Start of Block

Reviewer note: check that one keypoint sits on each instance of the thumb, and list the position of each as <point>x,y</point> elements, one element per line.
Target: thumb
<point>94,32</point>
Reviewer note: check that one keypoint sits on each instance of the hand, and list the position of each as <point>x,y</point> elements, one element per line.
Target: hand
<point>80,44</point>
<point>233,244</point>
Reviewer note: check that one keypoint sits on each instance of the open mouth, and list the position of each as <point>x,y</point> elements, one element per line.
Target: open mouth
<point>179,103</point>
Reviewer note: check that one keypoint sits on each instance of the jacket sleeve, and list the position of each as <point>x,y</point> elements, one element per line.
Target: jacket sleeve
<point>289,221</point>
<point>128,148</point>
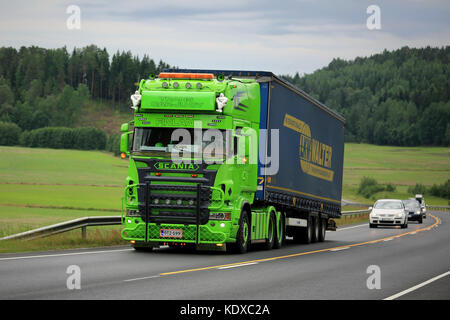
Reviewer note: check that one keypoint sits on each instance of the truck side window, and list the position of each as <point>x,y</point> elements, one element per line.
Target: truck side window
<point>236,141</point>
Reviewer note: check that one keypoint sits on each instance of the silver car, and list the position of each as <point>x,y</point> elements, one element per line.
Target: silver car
<point>388,212</point>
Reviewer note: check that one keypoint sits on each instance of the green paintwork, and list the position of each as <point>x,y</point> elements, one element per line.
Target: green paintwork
<point>175,106</point>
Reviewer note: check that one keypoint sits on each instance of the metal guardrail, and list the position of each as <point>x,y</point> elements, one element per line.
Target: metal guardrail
<point>67,226</point>
<point>354,213</point>
<point>439,208</point>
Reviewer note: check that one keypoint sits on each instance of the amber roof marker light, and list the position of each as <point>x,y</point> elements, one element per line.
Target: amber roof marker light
<point>184,75</point>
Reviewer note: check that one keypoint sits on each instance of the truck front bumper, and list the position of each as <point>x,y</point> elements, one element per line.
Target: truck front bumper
<point>215,231</point>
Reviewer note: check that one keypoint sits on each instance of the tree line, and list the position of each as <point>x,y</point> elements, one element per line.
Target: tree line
<point>47,88</point>
<point>392,98</point>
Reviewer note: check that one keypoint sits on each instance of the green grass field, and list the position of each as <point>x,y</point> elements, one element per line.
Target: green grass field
<point>402,167</point>
<point>39,187</point>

End of Block

§ **Task item**
Above are some records. Reproduce the lines from the one with "of the jacket" down to the one with "of the silver", keeping both, and leave every picture out.

§ **Solved exercise**
Reviewer note: check that one keypoint sits on each instance of the jacket sleeve, and list the position of each as <point>x,y</point> elements, one element per line.
Target: jacket sleeve
<point>289,221</point>
<point>128,148</point>
Reviewer note: check that one keypoint sits on each instance of the truck side window, and list the position of each as <point>x,y</point> elements, one element per line.
Target: truck side window
<point>236,141</point>
Reviewer note: check that one keypoint sits on each instance of the silver car, and list the position of each as <point>x,y</point> elements, one element per line.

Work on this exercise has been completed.